### Source document
Ok, opening both original csv and saved Rds then doing all.equal() shows me that the basic read.csv() only has column types integer, and factor. The Rds also has: numeric, character, Date, and hms/difftime

So: close rstudio, open rstudio, readRdS(), object doesn't expand
Remove object, library(lubridate), readRDS(), object doesn't expand
Remove object, library(tidyverse), readRDS(), object doesn't expand
Remove object, library(dplyr), readRDS(), object doesn't expand
Delete Date column: works immediately.
Restart rstudio, no library(), readRDS(), delete date column, works.
Remove object, readRDS(), delete hms/difftime columns, still won't expand.

CULPRIT: 'Date' format columns prevent environment pane data from being expandable.

str(sharks)
$ Date                      : Date, format: "2006-05-15" "2006-05-15"
- attr(*, "spec")=List of 3
  ..$ cols   :List of 79
.. ..$ Date                      : list()
  .. .. ..- attr(*, "class")= chr  "collector_character" "collector"

However, this doesn't cause any problems:

tmp <- data.frame(a = c(1,2),
                  Date = c("2006-05-15","2006-05-14"))
tmp$Date <- as.Date(tmp$Date)
saveRDS(object = tmp, file = "tmp.Rds")
tmp <- readRDS("tmp.Rds")

So maybe it's not that it's a Date format column specifically but it's something about the data within it?

summary(sharks$Date)
        Min.      1st Qu.       Median         Mean      3rd Qu.         Max. 
"2006-05-15" "2009-03-31" "2012-05-29" "2012-07-29" "2015-09-22" "2018-11-08" 
class(sharks$Date)
[1] "Date"
View(sharks)
# all looks normal

So that's me stumped. For some odd reason a Date format column seems to be causing the expando to not work even though Date columns don't necessarily cause these problems.

datecol <- sharks$Date
othercol1 <- rep(NA, 1092)
othercol2 <- rep(NA, 1092)
tmpdf <- data.frame(othercol1 = othercol1,
                    othercol2 = othercol2,
                    Date = datecol)
tmpdf <- tmpdf[, -3] #date column

tmpdf has no expando untill the date column is deleted, again suggesting it's something about the data, despite it all looking fine.

And yet if I open the original csv and do:
sharks$Date <- as.Date(strptime(sharks$Date, format = "%m/%d/%Y"))
the expando works fine.
If I then

tmp <- readRDS("sharks.Rds")
all.equal(sharks$Date, tmp$Date) #TRUE

i'm out of ideas at this point. I strongly suspect this issue isn't limited to date class columns, since I've barely ever used that function.

I have the same issue:

  1. Read dataset with all columns as character with readr
  2. dataset in Environment pane has blue arrow for expand
  3. convert a column to datetime with: dataset$start <- as.POSIXct(dataset$start)
  4. blue arrow disappears
  5. str(dataset) gives column start as $ start : POSIXct, format:... but View(dataset) gives column start as unknown.

mouse over dataset with blue arrow gives: dataset( spec_tbl_df, 590000 bytes)
mouse over dataset with converted column (no blue arrow) gives: dataset( spec_tbl_df) (so no size in bytes displayed).

### Data shown
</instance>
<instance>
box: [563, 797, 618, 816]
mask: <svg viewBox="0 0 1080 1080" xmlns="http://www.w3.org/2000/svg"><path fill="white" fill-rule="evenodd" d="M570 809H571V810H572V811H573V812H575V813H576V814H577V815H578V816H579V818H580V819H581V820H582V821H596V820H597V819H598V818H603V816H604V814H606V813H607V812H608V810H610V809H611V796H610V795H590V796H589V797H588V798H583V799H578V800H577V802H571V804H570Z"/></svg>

### Your objective
In the forum thread, what does mousing over the dataset show once the column has been converted and the blue arrow is gone?

### Written response
It shows "dataset( spec_tbl_df)", with no size in bytes displayed.